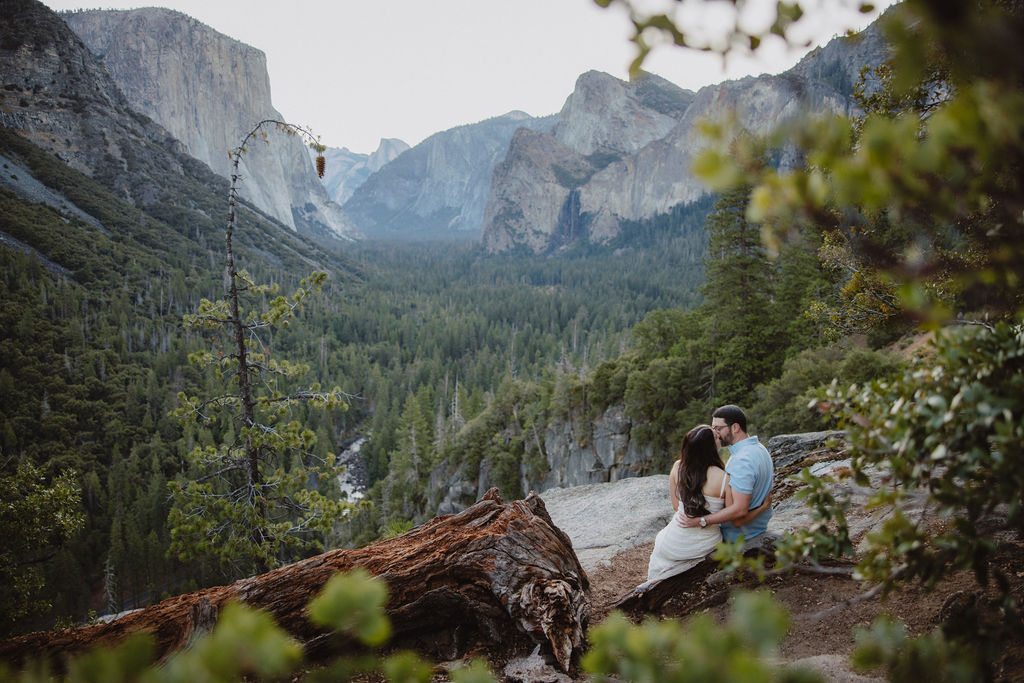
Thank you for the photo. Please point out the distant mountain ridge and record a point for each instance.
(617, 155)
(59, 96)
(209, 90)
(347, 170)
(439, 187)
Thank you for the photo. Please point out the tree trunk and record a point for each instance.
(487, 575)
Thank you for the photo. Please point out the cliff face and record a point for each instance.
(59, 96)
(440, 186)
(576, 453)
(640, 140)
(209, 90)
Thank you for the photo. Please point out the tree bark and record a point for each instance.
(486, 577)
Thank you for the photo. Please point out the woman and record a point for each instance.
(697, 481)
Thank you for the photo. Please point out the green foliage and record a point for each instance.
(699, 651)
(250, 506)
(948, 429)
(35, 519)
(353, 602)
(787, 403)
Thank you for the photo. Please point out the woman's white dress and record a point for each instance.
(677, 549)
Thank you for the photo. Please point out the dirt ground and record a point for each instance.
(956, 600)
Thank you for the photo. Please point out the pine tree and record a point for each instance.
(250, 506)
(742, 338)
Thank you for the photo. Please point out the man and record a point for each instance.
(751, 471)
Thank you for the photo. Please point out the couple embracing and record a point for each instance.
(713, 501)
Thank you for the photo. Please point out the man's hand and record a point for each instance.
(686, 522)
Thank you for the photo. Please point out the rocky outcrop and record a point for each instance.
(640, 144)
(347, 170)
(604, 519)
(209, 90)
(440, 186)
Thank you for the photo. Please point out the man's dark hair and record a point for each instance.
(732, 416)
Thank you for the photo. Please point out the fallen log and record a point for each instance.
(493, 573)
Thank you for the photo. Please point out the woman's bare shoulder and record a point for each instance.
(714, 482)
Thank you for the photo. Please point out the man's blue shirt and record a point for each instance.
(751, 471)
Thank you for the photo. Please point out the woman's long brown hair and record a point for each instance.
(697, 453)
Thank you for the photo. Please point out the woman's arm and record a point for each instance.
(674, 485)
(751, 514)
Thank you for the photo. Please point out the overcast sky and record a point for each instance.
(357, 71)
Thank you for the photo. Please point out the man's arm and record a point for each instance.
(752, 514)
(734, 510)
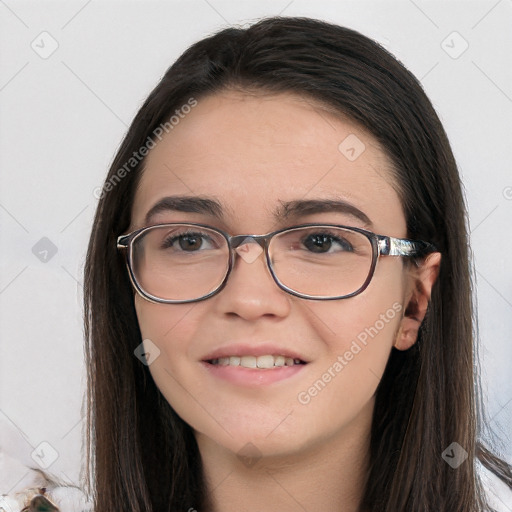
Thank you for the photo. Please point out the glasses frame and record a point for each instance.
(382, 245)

§

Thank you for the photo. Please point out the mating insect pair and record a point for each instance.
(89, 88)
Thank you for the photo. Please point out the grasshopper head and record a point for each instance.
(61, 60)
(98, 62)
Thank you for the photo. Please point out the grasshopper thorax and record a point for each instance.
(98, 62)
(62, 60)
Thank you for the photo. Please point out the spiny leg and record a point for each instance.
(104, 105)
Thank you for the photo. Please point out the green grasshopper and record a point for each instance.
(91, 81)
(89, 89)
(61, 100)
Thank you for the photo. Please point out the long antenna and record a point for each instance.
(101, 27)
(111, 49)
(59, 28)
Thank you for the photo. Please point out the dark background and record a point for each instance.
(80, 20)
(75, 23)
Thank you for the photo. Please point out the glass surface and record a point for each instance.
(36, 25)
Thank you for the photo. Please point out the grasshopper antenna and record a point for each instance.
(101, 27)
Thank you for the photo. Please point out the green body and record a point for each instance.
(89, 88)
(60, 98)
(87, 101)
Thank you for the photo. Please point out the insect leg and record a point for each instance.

§

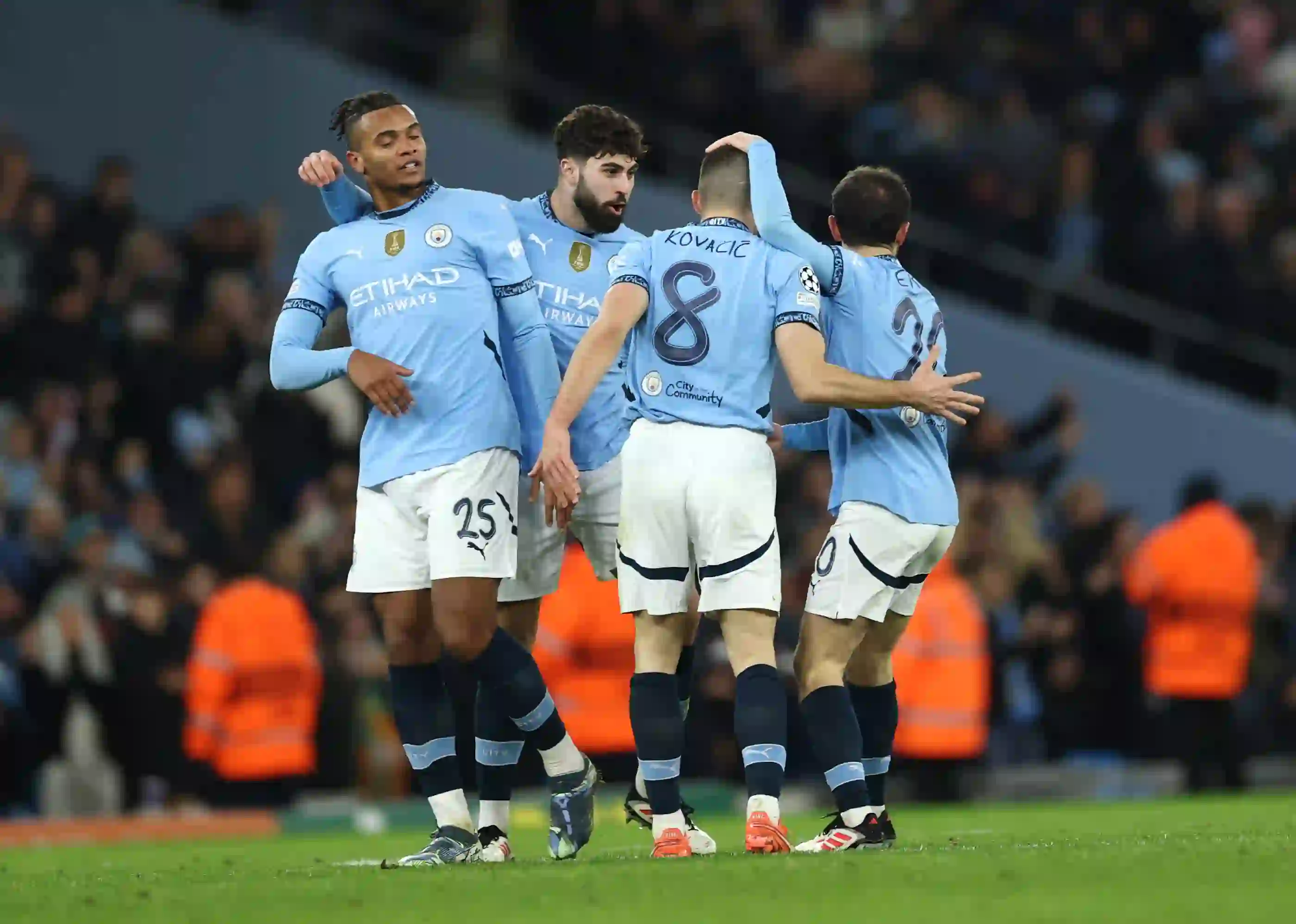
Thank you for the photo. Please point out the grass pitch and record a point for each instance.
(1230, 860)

§

(PROBLEM TO WORK ON) Please list every line above that contains the string "woman", copying each one in full.

(WRITTEN RESPONSE)
Thank you for the photo. Please point out the woman and record a point for each instance.
Thank you for the photo. Please point out the woman's white dress and record a point for each instance.
Thank you for the photo. Please point out the woman's bare shoulder and record a point for each instance.
Thank you for the photo. Please point out the woman's long brown hair and record a point for each instance.
Thank you for the photo. Please point out the woman's arm and record a point for each instance.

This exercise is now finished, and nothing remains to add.